((

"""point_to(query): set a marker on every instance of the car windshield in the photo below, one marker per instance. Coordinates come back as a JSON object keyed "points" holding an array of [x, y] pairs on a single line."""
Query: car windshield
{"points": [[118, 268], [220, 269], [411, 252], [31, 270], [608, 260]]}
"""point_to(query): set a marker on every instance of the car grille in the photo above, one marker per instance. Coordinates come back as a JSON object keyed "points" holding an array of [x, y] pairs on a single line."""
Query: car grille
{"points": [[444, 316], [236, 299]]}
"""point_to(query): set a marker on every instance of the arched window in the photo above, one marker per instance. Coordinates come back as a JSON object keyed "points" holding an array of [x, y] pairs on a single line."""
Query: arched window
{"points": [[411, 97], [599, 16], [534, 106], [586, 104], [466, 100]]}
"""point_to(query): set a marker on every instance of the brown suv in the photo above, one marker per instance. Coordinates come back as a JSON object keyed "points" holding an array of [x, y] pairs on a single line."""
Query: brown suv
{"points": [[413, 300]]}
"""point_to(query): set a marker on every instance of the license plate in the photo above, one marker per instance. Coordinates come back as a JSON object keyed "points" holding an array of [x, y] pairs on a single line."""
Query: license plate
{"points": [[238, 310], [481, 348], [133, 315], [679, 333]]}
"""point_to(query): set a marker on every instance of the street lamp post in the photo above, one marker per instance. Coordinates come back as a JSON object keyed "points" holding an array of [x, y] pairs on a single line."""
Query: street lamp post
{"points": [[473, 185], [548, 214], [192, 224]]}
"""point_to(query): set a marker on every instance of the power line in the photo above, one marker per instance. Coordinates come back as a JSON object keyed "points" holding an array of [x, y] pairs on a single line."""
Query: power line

))

What is required>
Reproduce all of the lines above word for word, with no changes.

Result of the exercise>
"""point_to(query): set a marker on every instance of the car windshield in the photo below, one marker per instance. Coordinates come back as a JSON object keyed "points" holding an array of [x, y] pairs on a single line."""
Query: car windshield
{"points": [[118, 268], [220, 269], [411, 252], [31, 270], [608, 260]]}
"""point_to(query): set a marker on every instance of the car grille in the photo above, one marker per instance. Coordinates come back as a JSON object keyed "points" holding an array of [x, y] pairs on a single line."""
Query: car grille
{"points": [[444, 316], [236, 299]]}
"""point_to(query): set a marker on every instance of the arched window in the photo above, one marker per instance. Coordinates come back as a JSON object keyed "points" holding an array of [x, y] pairs on a single line."""
Query: arched window
{"points": [[411, 97], [599, 16], [534, 106], [586, 104], [466, 100]]}
"""point_to(query): set a marker on every instance of the brown suv in the photo above, one marker per instance. Coordinates come back as a JSON object keyed "points" holding an array of [x, y] pairs on a single line."""
Query: brown suv
{"points": [[413, 300]]}
"""point_to(query): set a marker on every instance of the license plate in the photo above, one marker per instance. Coordinates come back as a JSON object keyed "points" holding an array of [x, y] pairs on a single line."""
Query: license plate
{"points": [[238, 310], [481, 348], [133, 315], [679, 333]]}
"""point_to(query): set a marker on every instance of the street lamp post in the photo above, one marker per instance. Coordinates come back as a JSON object keyed "points" holding an array of [x, y] pairs on a single line."""
Query: street lamp post
{"points": [[473, 185], [548, 214], [192, 224]]}
"""point_to(query): set a marker on every instance of the power line in the photo above, one marker per instance. Coordinates come back as a JSON object keyed "points" holding an array of [x, y] pairs on a single line."""
Query: power line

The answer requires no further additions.